(Task item): Within the entries below, find the portion that opens with the line containing "of the windshield" and closes with the line containing "of the grassy". Retype that portion exactly and only.
-------- Source data --------
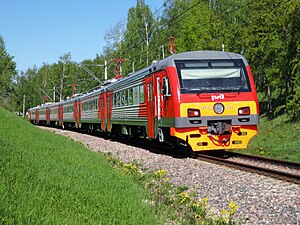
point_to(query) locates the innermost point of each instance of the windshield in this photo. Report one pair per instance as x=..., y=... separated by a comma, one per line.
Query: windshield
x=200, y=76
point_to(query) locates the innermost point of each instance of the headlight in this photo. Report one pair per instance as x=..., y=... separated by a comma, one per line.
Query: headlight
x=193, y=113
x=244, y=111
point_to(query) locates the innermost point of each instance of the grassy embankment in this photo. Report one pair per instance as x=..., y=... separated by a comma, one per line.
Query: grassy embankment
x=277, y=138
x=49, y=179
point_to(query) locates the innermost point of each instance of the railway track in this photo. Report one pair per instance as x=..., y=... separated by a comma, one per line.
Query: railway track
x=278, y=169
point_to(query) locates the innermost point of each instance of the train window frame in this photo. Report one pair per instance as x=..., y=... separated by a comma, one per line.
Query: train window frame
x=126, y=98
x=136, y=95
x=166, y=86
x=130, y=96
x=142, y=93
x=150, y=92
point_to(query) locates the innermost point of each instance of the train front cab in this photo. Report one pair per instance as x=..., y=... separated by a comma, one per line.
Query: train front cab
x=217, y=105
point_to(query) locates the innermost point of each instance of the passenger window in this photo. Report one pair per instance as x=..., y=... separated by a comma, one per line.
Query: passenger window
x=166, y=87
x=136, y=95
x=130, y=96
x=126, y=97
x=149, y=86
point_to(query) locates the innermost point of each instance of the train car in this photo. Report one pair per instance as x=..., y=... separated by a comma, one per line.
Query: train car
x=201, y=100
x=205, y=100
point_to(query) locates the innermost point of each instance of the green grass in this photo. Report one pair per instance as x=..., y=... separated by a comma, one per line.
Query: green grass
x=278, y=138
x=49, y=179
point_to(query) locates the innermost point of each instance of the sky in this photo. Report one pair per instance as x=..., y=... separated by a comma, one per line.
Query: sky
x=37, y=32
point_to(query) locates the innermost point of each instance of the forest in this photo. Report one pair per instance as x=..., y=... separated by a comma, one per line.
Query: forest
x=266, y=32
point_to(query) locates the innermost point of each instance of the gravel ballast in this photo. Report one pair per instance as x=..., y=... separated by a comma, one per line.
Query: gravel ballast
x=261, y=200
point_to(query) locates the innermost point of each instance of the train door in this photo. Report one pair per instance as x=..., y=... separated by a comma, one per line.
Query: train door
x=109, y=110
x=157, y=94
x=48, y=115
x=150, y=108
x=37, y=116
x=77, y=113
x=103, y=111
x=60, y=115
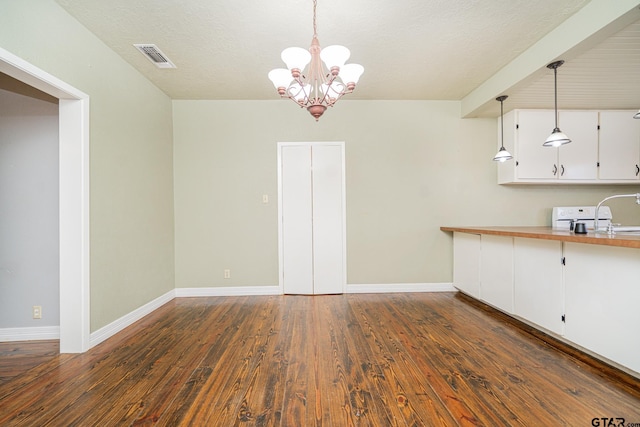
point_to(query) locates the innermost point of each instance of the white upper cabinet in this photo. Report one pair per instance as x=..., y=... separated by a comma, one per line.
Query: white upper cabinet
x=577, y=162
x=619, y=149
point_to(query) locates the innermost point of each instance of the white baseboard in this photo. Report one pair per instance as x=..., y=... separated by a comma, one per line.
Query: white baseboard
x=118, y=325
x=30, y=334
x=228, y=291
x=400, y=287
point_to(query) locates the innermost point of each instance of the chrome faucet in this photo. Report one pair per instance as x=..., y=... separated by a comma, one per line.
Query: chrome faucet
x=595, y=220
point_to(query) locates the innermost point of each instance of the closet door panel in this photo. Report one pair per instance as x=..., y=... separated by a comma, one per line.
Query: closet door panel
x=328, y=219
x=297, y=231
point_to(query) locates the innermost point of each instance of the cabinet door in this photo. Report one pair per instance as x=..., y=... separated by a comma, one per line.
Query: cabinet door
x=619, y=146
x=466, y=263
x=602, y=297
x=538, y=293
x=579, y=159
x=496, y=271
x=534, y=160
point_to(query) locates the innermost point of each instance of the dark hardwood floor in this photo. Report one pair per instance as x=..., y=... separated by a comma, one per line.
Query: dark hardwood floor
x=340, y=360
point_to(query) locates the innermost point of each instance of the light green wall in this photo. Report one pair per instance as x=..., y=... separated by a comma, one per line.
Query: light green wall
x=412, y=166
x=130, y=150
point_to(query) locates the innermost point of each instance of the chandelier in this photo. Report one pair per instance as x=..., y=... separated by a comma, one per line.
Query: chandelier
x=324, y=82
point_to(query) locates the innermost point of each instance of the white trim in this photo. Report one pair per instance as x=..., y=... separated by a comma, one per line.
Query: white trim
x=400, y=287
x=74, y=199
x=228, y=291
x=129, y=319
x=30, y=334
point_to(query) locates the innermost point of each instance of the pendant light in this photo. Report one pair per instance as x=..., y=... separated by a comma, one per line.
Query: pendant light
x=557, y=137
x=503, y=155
--------
-------- Source data --------
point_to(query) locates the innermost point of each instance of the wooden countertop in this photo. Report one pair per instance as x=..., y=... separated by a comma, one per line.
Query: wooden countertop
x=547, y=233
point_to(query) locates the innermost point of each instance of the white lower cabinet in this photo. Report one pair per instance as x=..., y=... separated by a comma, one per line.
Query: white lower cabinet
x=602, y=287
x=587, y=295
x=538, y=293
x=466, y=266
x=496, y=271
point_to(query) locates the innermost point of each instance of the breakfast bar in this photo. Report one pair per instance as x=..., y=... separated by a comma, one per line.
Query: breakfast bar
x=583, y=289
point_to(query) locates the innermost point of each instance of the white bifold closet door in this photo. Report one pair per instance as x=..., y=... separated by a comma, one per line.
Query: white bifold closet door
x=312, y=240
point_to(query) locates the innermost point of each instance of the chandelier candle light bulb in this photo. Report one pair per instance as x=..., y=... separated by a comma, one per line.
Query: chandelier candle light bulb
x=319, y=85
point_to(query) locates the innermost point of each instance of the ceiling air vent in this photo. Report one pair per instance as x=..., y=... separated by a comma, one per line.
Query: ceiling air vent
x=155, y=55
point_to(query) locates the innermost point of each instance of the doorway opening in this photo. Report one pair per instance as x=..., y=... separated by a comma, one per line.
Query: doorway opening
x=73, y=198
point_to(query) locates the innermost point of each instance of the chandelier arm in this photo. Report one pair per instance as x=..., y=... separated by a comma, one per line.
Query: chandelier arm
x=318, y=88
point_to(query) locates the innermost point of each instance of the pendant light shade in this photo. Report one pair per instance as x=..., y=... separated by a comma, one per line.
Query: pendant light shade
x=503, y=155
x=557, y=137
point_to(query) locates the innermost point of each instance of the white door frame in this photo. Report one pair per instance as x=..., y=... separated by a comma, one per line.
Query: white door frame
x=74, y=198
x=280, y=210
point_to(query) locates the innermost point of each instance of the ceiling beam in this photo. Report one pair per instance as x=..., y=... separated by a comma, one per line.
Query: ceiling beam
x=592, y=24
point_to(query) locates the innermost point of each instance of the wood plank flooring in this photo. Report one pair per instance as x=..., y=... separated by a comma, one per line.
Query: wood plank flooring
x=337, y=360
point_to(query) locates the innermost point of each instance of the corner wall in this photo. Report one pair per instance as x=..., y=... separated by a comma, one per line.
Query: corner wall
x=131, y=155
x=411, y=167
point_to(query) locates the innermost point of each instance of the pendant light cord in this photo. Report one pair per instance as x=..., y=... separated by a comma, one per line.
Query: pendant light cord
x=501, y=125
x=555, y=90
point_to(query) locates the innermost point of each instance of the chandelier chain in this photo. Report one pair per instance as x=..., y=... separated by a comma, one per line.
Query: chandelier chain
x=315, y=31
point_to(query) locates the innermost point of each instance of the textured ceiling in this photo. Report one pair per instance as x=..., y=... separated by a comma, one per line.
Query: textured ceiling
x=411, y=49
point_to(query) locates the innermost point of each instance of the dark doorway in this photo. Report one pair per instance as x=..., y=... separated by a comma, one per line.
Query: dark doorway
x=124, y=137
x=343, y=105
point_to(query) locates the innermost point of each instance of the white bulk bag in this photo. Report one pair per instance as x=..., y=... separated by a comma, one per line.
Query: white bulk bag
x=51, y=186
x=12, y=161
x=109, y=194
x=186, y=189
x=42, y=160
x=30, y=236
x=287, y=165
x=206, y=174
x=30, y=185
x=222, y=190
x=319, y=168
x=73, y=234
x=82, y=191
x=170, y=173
--------
(Result of this task):
point_to(query) locates the innermost point of each instance of the windshield in this photo. Report one pair per instance as x=..., y=... separated by a comma, one per line.
Query: windshield
x=200, y=76
point_to(query) locates the innermost point of each instance of the headlight in this photo. Report one pair per instance as x=..., y=... separated by a comma, one per line.
Query: headlight
x=193, y=113
x=244, y=111
point_to(query) locates the innermost point of each instance of the grassy embankment in this photo. Report one pair per instance as x=..., y=... separated by a comma, one per line.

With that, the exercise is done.